**Source**.

Sharon H. Cox filed a civil suit in Androscoggin County Superior Court on behalf of her late daughter, Kayla Autumn Cox, who lived in Dixfield.

Cox died Sept. 2, 2005, after she became caught between a roll of paper and the framework of the roll stand as a new roll of paper was being spun into position, according to a report later issued by the Occupational Safety and Health Administration.

Another worker had injured two fingers on the same machine earlier that year, a company spokesman had said.

Cox’s family is suing Mitsubishi Heavy Industries, Inc., which made the GPX 2500 press. Cox worked at Dingley Press in Lisbon, where the 150-foot-long press prints on rolls of paper then cuts them to size and sorts them. In 2004, Dingley bought the then-7-year-old press from Perry Judd’s Inc., a Wisconsin printer.

Neither Perry Judd’s nor Dingley Press modified the press from its original design, the suit claims.

Dingley hired Cox as a so-called roll tender to work on the press, according to the suit. It was one of her duties to assist with moving the rolls of paper into place when they needed to be changed.

About 10 p.m. the day she died, she was assisting with a manual changing of the rolls when the “press started up, without warning to her, and crushed her head between a roll of paper and a beam of the press,” the suit says. She died from those injuries about 15 minutes later.

The suit claims that Mitsubishi sold a machine in “defective condition,” which made it “unreasonably dangerous” to the people who operated it during the process of printing.

Location identification items:
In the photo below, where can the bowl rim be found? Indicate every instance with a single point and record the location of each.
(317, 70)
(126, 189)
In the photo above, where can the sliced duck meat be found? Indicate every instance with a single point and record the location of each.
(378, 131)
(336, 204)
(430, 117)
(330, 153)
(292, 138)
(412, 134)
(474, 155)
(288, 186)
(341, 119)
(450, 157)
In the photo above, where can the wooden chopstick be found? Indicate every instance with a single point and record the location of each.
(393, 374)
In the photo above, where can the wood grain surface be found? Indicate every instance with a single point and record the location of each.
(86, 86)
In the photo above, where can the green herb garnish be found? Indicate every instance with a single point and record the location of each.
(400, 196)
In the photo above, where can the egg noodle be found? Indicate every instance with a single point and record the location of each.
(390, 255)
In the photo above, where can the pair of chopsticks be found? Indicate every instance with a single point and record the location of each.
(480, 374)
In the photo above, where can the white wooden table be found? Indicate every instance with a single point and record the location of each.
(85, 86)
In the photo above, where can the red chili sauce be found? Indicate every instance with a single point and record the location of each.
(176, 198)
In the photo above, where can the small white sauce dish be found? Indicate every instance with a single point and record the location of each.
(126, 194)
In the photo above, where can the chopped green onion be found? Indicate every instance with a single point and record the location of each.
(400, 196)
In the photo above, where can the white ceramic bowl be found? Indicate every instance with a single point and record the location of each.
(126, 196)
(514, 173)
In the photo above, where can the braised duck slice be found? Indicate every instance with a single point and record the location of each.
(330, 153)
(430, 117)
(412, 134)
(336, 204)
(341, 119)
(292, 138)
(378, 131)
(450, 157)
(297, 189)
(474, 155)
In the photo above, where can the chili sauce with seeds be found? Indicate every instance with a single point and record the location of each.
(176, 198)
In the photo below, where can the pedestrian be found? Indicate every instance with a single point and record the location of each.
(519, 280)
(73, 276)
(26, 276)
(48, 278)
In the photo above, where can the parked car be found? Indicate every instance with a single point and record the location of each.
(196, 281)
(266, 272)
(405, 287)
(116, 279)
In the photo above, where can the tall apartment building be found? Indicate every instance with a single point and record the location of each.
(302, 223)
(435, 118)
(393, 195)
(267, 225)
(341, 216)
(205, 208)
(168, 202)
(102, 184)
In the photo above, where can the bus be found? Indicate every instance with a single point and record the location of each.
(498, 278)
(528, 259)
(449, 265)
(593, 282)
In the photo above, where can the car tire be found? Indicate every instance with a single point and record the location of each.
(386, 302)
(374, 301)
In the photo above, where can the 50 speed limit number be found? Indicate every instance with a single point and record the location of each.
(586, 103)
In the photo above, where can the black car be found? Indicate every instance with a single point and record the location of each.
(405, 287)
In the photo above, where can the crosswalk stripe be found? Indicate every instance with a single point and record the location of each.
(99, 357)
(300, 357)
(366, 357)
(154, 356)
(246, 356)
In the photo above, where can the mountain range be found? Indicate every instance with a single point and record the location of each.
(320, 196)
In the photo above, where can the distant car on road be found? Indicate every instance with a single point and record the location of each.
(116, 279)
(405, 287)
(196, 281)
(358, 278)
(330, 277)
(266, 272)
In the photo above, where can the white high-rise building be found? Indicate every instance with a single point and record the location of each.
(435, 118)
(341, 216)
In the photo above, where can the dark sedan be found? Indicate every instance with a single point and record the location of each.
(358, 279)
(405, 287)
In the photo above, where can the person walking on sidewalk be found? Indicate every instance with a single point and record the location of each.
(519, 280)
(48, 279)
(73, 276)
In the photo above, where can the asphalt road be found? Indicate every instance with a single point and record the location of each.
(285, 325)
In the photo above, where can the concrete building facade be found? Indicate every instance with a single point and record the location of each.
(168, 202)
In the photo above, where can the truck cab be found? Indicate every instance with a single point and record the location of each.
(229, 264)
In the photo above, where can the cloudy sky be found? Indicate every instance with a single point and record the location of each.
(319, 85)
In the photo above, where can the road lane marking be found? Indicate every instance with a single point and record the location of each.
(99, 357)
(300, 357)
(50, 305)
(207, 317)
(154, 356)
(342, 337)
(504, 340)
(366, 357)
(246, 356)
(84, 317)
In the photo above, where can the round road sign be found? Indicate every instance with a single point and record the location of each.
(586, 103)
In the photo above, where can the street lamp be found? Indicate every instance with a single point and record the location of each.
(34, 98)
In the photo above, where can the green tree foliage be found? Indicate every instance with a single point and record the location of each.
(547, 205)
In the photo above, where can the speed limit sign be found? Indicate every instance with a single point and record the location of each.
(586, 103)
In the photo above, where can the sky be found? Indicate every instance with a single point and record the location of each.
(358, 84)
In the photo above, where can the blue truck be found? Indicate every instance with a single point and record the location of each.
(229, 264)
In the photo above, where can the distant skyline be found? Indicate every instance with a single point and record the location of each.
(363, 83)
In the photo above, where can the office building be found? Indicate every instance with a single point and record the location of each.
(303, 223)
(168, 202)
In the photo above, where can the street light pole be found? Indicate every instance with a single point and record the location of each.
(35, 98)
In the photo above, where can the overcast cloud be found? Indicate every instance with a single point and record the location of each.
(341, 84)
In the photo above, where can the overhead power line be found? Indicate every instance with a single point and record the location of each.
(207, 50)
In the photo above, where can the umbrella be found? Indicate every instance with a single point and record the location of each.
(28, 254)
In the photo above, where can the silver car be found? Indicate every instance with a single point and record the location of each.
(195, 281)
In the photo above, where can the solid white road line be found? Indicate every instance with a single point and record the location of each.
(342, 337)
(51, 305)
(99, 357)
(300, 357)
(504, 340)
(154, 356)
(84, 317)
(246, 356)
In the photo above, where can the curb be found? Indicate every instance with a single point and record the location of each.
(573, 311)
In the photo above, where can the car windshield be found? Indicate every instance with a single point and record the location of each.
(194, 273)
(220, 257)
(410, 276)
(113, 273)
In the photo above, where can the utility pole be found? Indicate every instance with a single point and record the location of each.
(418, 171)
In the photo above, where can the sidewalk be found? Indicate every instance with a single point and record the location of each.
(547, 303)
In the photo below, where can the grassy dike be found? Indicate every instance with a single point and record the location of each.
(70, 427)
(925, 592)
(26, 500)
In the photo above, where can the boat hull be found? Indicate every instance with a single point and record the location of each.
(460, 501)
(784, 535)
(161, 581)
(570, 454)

**What to do**.
Please translate this sentence from the lawsuit article into Spanish: "Neither Perry Judd’s nor Dingley Press modified the press from its original design, the suit claims."

**Written solution**.
Ni Perry Judd’s ni Dingley Press modificaron la prensa con respecto a su diseño original, según afirma la demanda.